[Natural language region descriptions]
=== Begin Enclosure ===

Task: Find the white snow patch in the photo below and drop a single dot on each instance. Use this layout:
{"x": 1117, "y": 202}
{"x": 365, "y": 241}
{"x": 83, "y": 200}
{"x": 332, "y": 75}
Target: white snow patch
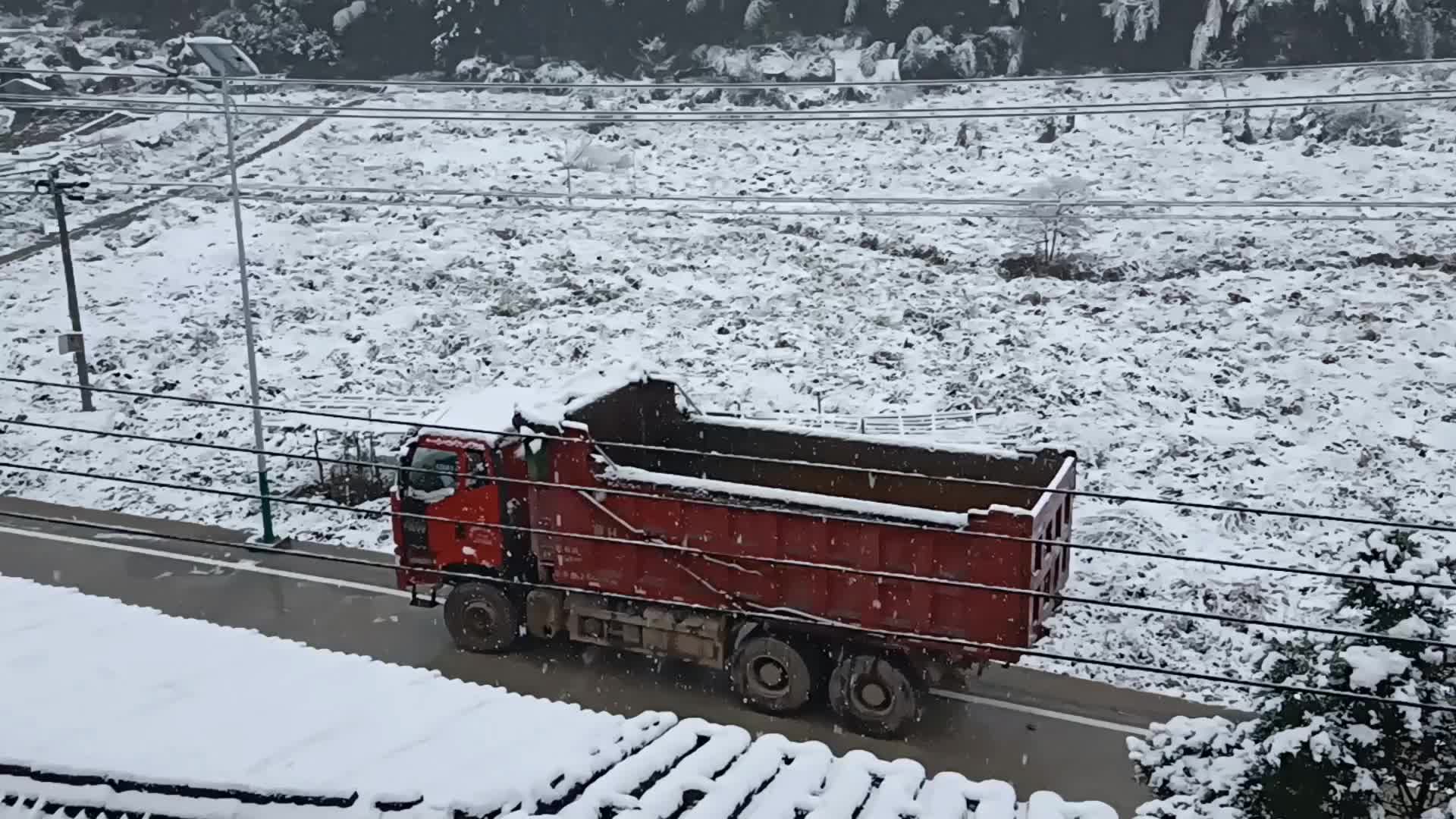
{"x": 870, "y": 507}
{"x": 1372, "y": 665}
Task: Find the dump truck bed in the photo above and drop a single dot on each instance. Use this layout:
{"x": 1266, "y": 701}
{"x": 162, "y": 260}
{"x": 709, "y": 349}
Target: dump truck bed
{"x": 897, "y": 509}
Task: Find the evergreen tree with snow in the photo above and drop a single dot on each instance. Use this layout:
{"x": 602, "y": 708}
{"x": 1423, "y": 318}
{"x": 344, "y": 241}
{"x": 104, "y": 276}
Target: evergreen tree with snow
{"x": 1316, "y": 755}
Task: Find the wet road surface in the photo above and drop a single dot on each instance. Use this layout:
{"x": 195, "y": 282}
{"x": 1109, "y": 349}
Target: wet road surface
{"x": 1033, "y": 729}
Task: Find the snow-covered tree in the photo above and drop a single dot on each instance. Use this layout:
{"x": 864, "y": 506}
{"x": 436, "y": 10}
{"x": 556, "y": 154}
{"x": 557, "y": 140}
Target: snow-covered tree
{"x": 1141, "y": 18}
{"x": 1316, "y": 755}
{"x": 274, "y": 34}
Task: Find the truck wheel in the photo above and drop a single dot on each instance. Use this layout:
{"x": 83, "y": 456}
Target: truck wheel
{"x": 772, "y": 675}
{"x": 481, "y": 618}
{"x": 874, "y": 697}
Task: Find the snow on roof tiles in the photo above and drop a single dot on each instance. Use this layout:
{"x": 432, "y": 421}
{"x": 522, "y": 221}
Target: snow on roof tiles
{"x": 265, "y": 722}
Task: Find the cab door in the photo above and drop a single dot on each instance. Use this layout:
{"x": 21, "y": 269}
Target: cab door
{"x": 479, "y": 500}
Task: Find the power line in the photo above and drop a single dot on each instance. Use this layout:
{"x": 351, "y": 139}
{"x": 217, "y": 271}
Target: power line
{"x": 840, "y": 213}
{"x": 789, "y": 85}
{"x": 774, "y": 615}
{"x": 734, "y": 558}
{"x": 743, "y": 199}
{"x": 748, "y": 115}
{"x": 1112, "y": 497}
{"x": 617, "y": 491}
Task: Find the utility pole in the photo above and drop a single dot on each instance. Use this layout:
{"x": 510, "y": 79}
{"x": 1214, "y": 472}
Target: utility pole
{"x": 71, "y": 343}
{"x": 248, "y": 315}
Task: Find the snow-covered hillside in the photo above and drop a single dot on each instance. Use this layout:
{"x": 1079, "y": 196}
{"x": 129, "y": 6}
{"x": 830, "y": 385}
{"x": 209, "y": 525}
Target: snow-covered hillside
{"x": 1248, "y": 360}
{"x": 281, "y": 723}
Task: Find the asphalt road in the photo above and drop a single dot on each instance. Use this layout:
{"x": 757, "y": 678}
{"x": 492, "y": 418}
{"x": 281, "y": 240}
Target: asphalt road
{"x": 1037, "y": 730}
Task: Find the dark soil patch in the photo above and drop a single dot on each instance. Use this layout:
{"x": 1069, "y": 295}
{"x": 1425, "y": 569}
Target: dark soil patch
{"x": 1033, "y": 265}
{"x": 1407, "y": 260}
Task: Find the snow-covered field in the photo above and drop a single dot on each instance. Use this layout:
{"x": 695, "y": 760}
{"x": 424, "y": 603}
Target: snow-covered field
{"x": 254, "y": 714}
{"x": 1242, "y": 360}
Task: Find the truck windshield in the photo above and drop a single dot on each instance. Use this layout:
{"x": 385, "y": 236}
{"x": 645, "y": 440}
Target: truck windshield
{"x": 441, "y": 465}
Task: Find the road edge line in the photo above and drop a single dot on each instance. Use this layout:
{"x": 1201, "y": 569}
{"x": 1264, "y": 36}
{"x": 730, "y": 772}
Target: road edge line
{"x": 1047, "y": 713}
{"x": 255, "y": 569}
{"x": 237, "y": 564}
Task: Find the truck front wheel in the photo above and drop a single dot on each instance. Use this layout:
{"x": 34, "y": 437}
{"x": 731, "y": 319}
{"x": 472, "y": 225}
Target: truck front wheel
{"x": 772, "y": 675}
{"x": 481, "y": 618}
{"x": 874, "y": 695}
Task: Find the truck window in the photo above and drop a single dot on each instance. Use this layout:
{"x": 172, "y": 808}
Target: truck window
{"x": 431, "y": 469}
{"x": 479, "y": 474}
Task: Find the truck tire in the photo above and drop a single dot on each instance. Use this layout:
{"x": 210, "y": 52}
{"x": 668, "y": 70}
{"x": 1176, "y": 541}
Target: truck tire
{"x": 874, "y": 695}
{"x": 482, "y": 618}
{"x": 772, "y": 675}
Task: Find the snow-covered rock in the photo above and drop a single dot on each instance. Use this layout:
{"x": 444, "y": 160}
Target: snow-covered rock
{"x": 1248, "y": 359}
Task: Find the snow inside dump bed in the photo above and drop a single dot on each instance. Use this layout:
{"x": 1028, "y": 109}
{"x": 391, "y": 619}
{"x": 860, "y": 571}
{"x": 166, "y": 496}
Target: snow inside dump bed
{"x": 221, "y": 723}
{"x": 887, "y": 477}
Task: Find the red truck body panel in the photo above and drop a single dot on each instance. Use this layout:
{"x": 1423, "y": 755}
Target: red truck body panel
{"x": 632, "y": 544}
{"x": 613, "y": 558}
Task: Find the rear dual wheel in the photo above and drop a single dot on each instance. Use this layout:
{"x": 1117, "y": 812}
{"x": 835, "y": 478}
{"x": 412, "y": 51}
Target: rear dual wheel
{"x": 775, "y": 675}
{"x": 875, "y": 695}
{"x": 482, "y": 618}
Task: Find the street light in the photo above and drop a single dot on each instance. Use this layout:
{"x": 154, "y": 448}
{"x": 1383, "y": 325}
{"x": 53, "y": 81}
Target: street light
{"x": 226, "y": 61}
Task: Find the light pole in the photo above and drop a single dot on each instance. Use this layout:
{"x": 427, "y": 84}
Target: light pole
{"x": 224, "y": 58}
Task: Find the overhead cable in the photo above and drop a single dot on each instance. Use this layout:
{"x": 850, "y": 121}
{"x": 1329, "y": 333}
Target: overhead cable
{"x": 785, "y": 85}
{"x": 772, "y": 615}
{"x": 746, "y": 115}
{"x": 1027, "y": 213}
{"x": 786, "y": 199}
{"x": 1114, "y": 497}
{"x": 617, "y": 491}
{"x": 733, "y": 560}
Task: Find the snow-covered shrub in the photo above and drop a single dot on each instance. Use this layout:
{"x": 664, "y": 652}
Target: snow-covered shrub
{"x": 274, "y": 34}
{"x": 1359, "y": 126}
{"x": 1316, "y": 755}
{"x": 927, "y": 55}
{"x": 1057, "y": 223}
{"x": 1194, "y": 764}
{"x": 730, "y": 63}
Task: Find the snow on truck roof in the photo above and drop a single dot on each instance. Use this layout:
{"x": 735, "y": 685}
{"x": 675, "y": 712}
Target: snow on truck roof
{"x": 492, "y": 410}
{"x": 332, "y": 735}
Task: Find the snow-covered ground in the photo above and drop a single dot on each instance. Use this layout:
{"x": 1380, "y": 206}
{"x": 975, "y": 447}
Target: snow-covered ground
{"x": 142, "y": 701}
{"x": 1244, "y": 360}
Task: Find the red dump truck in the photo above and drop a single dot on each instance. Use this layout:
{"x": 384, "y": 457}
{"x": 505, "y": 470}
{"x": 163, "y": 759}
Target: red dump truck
{"x": 800, "y": 561}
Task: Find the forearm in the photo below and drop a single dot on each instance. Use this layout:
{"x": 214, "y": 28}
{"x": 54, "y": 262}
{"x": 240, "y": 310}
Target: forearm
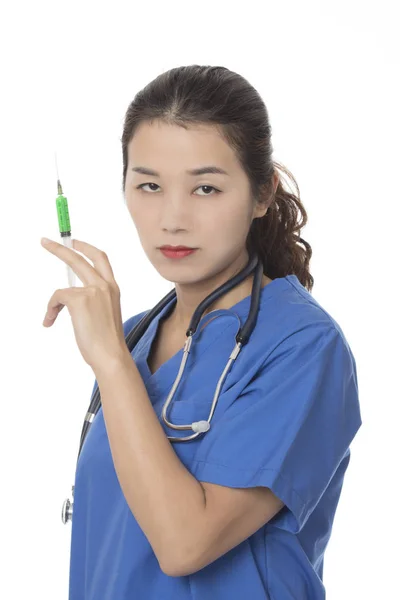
{"x": 164, "y": 497}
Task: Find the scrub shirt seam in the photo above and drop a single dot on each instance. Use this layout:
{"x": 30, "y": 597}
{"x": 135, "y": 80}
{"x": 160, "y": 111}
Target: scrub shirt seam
{"x": 278, "y": 473}
{"x": 303, "y": 295}
{"x": 190, "y": 365}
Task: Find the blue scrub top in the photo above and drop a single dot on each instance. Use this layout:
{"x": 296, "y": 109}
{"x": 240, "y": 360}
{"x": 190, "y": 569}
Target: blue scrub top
{"x": 287, "y": 413}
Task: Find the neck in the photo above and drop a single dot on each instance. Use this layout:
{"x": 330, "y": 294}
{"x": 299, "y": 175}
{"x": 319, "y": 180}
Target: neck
{"x": 189, "y": 296}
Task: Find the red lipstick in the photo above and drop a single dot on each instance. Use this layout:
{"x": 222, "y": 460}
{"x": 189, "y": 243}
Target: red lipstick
{"x": 177, "y": 251}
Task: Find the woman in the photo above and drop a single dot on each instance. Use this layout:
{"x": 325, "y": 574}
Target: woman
{"x": 245, "y": 510}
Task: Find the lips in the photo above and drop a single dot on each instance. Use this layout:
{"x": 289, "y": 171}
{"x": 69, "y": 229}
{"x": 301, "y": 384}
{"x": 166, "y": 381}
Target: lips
{"x": 176, "y": 248}
{"x": 177, "y": 251}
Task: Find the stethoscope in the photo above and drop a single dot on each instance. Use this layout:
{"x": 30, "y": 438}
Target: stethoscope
{"x": 133, "y": 337}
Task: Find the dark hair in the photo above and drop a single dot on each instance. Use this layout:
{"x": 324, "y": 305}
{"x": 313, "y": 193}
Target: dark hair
{"x": 214, "y": 95}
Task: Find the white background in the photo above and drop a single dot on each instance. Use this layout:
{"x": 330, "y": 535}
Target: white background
{"x": 328, "y": 73}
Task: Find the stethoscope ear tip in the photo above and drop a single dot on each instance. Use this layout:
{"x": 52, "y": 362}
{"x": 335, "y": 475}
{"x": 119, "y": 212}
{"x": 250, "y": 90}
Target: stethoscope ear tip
{"x": 201, "y": 426}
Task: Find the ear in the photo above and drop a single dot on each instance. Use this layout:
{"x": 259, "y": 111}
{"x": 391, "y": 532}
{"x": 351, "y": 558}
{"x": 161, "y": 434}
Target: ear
{"x": 261, "y": 208}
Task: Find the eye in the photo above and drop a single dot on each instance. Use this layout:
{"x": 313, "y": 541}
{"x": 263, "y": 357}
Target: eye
{"x": 211, "y": 187}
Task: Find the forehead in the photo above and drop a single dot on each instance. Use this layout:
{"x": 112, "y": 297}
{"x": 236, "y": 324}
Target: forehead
{"x": 155, "y": 143}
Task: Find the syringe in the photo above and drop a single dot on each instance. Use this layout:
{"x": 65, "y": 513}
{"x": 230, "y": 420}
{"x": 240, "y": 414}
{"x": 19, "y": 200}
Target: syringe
{"x": 64, "y": 224}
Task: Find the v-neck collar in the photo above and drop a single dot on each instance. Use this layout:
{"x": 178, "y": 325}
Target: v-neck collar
{"x": 156, "y": 382}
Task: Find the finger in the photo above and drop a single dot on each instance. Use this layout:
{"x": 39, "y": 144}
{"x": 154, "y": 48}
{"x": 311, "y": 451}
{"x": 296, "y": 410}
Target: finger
{"x": 59, "y": 299}
{"x": 86, "y": 273}
{"x": 99, "y": 259}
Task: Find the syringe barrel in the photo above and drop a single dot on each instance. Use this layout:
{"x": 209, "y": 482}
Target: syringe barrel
{"x": 63, "y": 214}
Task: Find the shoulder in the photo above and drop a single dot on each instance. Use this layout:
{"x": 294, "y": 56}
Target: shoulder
{"x": 130, "y": 323}
{"x": 290, "y": 323}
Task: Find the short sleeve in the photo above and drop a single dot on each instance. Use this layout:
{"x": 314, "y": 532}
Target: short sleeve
{"x": 291, "y": 426}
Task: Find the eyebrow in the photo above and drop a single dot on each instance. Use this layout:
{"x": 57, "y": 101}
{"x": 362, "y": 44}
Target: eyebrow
{"x": 200, "y": 171}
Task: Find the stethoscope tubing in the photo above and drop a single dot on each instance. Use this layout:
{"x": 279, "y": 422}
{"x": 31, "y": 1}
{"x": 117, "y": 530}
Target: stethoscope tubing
{"x": 133, "y": 337}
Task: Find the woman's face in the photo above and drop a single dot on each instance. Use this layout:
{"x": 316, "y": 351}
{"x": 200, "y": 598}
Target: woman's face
{"x": 211, "y": 212}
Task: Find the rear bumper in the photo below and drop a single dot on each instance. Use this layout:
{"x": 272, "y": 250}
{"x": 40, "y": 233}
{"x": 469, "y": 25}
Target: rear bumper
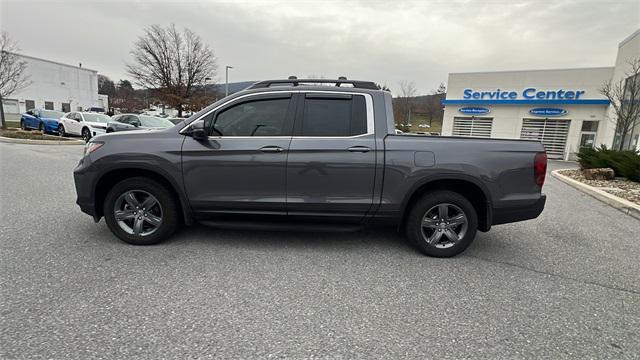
{"x": 83, "y": 180}
{"x": 521, "y": 212}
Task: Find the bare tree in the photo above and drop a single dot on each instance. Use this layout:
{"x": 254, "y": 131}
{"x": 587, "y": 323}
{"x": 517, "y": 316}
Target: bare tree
{"x": 433, "y": 103}
{"x": 171, "y": 63}
{"x": 441, "y": 90}
{"x": 624, "y": 96}
{"x": 12, "y": 71}
{"x": 405, "y": 102}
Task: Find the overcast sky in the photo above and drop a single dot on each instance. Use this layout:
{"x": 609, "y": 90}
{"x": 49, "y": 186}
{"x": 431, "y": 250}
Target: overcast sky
{"x": 383, "y": 41}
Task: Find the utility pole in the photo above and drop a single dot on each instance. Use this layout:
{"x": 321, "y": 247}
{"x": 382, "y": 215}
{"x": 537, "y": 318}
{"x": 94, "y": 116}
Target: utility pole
{"x": 226, "y": 80}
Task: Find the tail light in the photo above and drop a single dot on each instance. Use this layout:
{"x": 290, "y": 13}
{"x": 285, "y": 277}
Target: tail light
{"x": 540, "y": 168}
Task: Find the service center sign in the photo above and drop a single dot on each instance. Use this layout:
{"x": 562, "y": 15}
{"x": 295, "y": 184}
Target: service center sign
{"x": 527, "y": 94}
{"x": 548, "y": 112}
{"x": 474, "y": 110}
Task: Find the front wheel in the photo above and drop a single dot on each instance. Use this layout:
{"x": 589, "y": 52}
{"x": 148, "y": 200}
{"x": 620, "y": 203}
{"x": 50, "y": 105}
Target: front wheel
{"x": 86, "y": 135}
{"x": 442, "y": 224}
{"x": 140, "y": 211}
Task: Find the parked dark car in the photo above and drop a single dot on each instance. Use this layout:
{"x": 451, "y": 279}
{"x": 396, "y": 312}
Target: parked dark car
{"x": 43, "y": 120}
{"x": 125, "y": 122}
{"x": 296, "y": 156}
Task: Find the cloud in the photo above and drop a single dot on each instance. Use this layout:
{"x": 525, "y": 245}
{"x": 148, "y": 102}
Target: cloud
{"x": 384, "y": 41}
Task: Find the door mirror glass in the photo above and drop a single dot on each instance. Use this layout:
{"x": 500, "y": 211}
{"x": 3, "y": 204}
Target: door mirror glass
{"x": 197, "y": 131}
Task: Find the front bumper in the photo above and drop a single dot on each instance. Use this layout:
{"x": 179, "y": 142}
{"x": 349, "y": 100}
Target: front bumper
{"x": 519, "y": 213}
{"x": 97, "y": 131}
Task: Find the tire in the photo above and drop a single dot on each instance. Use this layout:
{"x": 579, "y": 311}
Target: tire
{"x": 432, "y": 236}
{"x": 125, "y": 227}
{"x": 86, "y": 134}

=== End Enclosure ===

» **WORK REQUIRED**: If a line above contains the word "below", list it.

» **EXERCISE ANSWER**:
Task: Find the white snow patch in the photo below and drop a single dot on each instance. Use this layout:
Task: Find the forearm in the photo below and drop a single dot on each instance. Use this layout:
Task: Find the rear bumper in the photo below and drop a single dot on each instance. Use this layout:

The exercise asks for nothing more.